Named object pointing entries
+---+

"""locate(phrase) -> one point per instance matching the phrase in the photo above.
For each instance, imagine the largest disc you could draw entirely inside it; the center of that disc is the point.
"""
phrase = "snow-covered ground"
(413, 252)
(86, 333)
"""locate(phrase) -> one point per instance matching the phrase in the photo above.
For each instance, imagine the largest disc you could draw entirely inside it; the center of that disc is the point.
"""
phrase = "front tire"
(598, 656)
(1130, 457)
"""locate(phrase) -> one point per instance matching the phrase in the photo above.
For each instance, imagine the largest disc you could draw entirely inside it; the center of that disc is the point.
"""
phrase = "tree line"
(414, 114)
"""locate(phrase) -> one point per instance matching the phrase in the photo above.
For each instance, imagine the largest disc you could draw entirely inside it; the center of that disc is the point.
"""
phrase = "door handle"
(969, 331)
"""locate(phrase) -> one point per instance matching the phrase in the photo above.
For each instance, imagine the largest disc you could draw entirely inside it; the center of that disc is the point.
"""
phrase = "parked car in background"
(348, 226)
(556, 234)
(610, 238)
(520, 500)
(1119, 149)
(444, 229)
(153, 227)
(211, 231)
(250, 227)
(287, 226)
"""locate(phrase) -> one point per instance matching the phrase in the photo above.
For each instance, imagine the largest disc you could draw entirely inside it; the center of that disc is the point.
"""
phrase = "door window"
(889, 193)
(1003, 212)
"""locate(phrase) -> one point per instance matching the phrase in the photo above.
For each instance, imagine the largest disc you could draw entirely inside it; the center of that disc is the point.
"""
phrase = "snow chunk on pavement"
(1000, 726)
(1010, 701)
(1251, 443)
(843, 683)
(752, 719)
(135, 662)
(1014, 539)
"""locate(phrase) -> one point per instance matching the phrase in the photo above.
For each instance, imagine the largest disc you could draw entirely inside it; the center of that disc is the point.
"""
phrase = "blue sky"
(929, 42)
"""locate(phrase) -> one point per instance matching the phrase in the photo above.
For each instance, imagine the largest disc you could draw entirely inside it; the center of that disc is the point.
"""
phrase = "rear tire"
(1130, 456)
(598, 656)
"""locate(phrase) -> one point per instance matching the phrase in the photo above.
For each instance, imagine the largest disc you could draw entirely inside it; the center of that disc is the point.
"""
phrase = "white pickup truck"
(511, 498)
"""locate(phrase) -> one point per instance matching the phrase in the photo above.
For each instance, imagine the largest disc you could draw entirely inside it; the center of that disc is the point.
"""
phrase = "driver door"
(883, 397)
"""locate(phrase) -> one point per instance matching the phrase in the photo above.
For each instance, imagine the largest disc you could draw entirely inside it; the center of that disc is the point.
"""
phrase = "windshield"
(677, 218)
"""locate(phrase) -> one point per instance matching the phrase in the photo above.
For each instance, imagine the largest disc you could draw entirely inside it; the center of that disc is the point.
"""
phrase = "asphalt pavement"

+---+

▶ What to produce:
Output the records exactly, including every line.

▶ Correct response:
"""locate(phrase) -> one point per instance matching the phrase in the photo above.
For each instance, imagine the largest disc you could draw entirely inside it; the center of that disc is the point.
"""
phrase = "snow-covered ground"
(413, 252)
(86, 333)
"""locate(phrase) -> one point per instance matching the phrase in the photo above.
For each instance, imagine the largest disc you could draw entirely inside it; the center of that disc is the point.
"""
phrase = "front tire"
(598, 656)
(1130, 457)
"""locate(phrase) -> one point per instance matching the phrase in the photo above.
For each instance, imagine the largest disc you could draw entirely inside it; the center of that disc is the point.
"""
phrase = "tree line"
(414, 114)
"""locate(phrase) -> one point per instance matching the phrase in the photo above.
For each instance, imagine the largest disc you could draw entirely inside it; the center of that disc is the point.
"""
phrase = "door handle"
(969, 331)
"""locate(phrase) -> one point per instance matching the phrase in the photo above.
For each instance, imagine the largest disc you could draw entirely inside it; the center of that disc is the point.
"""
phrase = "parked car in background"
(348, 226)
(556, 234)
(610, 238)
(520, 500)
(1119, 149)
(444, 229)
(153, 227)
(211, 231)
(250, 227)
(287, 226)
"""locate(phrase) -> one point per instance matching the phrase in the photo above.
For each instance, imagine the largest disc you could draw entirely inside it; the center of that disc is the point.
"""
phrase = "door window"
(889, 193)
(1003, 212)
"""locate(phrase) -> one point per instance matching the phrase in the photo above.
For each instance, imagine the largest disc you could draw entirely inside it; the center of that disc is the point.
"""
phrase = "snow chunk on pavement"
(1000, 726)
(1010, 701)
(1251, 443)
(843, 683)
(752, 719)
(135, 662)
(1014, 539)
"""locate(phrase) -> one point per instance matching the phrase in the photo above.
For each instance, imagine the largest disc you could draw entirely inside it; the center of that disc is the point.
"""
phrase = "blue sky"
(929, 42)
"""locate(phrase) -> one point per instance matching the phrase in the photo above.
For each instance, imagine the largest disc you could draw entirely inside it; the center of that disc is the point.
"""
phrase = "rear tire"
(1130, 456)
(598, 656)
"""locate(phrase) -> one point per instance matching the phrase in the photo above.
For each instance, imagine the largest disc you could draw entirely inside it; the center of that disc is the point.
"""
phrase = "white pickup truck"
(511, 498)
"""locate(phrase) -> one point per instance matching the phrase in the photo above.
For each instance, imagine the largest disc you could draw entirely inside it; the center of that disc is the point.
"""
phrase = "driver door"
(883, 397)
"""locate(phrase) -> one point per instance matching the phrase in the photo above.
For each instance, imagine the largest disc you could draw entirely inside it; the center of that disc is the point.
"""
phrase = "windshield"
(677, 218)
"""locate(phrase) -> one point per instance matching the phrase in the photo above.
For each instance, imagine the largest disc you could draw entirely inside it; the center of that disc is the point.
"""
phrase = "asphalt pavement"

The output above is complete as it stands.